▸ **Given instruction**
Count the lines below that contain the word "acoustic", and reply with the number alone.

**** Extracted records ****

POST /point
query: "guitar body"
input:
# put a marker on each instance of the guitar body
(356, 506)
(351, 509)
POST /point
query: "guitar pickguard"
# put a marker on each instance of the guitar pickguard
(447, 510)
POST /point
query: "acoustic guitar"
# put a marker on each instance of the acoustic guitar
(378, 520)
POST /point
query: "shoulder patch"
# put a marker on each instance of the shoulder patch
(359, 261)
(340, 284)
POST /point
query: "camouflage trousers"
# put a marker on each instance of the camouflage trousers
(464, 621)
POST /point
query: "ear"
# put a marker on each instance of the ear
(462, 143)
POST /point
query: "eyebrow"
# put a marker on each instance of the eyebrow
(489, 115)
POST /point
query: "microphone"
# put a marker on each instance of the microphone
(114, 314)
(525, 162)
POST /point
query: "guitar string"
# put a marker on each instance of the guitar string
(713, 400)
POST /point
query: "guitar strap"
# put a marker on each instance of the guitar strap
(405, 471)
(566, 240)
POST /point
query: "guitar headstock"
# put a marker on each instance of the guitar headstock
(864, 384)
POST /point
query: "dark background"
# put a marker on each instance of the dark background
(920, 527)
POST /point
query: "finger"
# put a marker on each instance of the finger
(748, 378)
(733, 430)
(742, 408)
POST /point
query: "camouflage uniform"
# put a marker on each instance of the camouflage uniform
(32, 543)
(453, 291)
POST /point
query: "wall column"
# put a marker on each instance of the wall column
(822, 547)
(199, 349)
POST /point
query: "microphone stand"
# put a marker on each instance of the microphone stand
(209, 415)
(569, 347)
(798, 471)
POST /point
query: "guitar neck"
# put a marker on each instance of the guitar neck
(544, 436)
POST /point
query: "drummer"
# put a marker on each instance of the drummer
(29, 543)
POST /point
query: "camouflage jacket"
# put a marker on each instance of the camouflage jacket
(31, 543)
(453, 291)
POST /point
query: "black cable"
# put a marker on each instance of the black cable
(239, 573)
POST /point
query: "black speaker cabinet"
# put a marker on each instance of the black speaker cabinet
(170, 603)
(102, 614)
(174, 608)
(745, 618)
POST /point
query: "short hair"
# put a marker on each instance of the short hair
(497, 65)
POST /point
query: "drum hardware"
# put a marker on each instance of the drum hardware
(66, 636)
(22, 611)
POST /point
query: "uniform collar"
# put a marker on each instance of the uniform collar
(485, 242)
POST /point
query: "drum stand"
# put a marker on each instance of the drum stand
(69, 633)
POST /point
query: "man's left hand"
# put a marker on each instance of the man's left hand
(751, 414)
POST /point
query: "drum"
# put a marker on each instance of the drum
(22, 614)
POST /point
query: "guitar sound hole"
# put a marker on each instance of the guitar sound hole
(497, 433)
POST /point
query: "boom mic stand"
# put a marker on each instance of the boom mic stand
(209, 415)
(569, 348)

****

▸ **Finished task**
2